## Work instruction 1
Translate this sentence from the review of a novel set in rural Ireland into Spanish: "It's as if the universe is telling us that life goes on, regardless."
## Work instruction 2
Write a few more sentences for the review of a novel set in rural Ireland, picking up right after its last line.

## Text for analysis
%%

No, this is the rural, small-town Ireland filled with exhilarated sadness, where the rain gets in your shoes, and life is dejected and cold.
It's the Ireland where beer and liquor is omnipresent, but without an opium problem, rarely a drug of choice.
He knew the pharmaceutical tastes of the average Mayoite tended away from those substances that encouraged narcosis, introversion and melancholy -- traits the natives already possessed in massive hereditary infusions -- in favour of uppers, addys and coke and speed; drugs designed to rev your pulse and blast you out of your head.
The characters are well drawn, mostly losers and not necessarily likeable, but surprisingly able to carry the tale. The writing is knowing and sympathetic, drawing on their backgrounds and upbringings to paint a full picture of their flaws and traumas. The overall story is compelling and insightful, although little changes in their lives.
It's as if the universe is telling us that life goes on, regardless.
They tackled each day, which was usually just like the day before, in a spirit of inured rue.

%%

## Data for pointing at regions

%%

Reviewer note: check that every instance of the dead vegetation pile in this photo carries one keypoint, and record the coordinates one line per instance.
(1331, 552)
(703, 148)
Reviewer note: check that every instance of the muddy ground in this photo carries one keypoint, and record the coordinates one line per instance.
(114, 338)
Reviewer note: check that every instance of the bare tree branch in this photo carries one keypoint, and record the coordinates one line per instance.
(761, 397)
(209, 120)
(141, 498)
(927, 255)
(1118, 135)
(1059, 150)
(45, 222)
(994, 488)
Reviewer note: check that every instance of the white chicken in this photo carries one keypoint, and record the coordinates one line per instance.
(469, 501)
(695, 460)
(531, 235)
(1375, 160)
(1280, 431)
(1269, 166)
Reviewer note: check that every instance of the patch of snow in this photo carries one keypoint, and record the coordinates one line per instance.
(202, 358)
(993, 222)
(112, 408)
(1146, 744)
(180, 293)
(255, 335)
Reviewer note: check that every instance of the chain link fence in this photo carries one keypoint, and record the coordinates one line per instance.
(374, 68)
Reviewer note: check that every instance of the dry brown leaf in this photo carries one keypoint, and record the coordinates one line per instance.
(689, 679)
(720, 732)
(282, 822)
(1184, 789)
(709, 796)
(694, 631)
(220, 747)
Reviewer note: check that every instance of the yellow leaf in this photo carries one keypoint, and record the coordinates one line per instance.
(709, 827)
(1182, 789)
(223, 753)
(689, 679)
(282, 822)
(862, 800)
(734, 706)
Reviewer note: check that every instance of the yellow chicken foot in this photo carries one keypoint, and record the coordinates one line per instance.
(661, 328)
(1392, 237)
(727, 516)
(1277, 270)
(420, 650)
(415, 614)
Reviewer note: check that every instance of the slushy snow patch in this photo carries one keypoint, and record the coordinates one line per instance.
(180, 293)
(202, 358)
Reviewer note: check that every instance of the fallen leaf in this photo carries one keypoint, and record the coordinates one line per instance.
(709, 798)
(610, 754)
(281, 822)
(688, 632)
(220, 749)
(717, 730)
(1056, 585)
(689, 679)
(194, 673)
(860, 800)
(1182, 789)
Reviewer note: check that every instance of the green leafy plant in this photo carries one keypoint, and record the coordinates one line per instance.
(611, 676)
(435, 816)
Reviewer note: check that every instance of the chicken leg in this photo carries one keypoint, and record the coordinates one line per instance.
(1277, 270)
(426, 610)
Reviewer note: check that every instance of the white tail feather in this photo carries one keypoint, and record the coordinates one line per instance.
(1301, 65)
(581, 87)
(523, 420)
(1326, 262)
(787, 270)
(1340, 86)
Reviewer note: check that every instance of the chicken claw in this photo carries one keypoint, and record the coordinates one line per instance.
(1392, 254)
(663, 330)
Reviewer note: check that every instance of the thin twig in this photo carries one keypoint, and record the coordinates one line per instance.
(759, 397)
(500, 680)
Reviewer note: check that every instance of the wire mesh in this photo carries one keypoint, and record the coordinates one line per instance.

%%

## Expected output 1
Es como si el universo nos dijera que la vida sigue, pase lo que pase.

## Expected output 2
You start with Dev, a lonely, depressed young man bullied by his classmates, deserted by his father, who now lives alone after his mother died. Asked if it suits him to live in an isolated. decrepit old farmhouse, he shrugs. "It's just -- it's just how it ended up."
There's Gabe and Sketch Ferdia, two hoodlums who do as their told, without knowing or caring why. There's Cillian and Doll English, small-time drug dealers who cross the bosses of the Ferdia brothers. And there's Nicky, Doll's 17-year-old girlfriend, the only one with a hint of ambition, but who allows her friends to thwart even her limited dreams.
To round out the crew, there's an assortment of guilt-instilling Irish mothers and wayward Irish fathers.
When the Ferdias persuade a reluctant Dev to get involved in a complicated plan of revenge against the English boys, we get character studies, tales told through pain and flashback, and some of the finest writing in Ireland today, worthy of being longlisted for the 2024 Booker prize.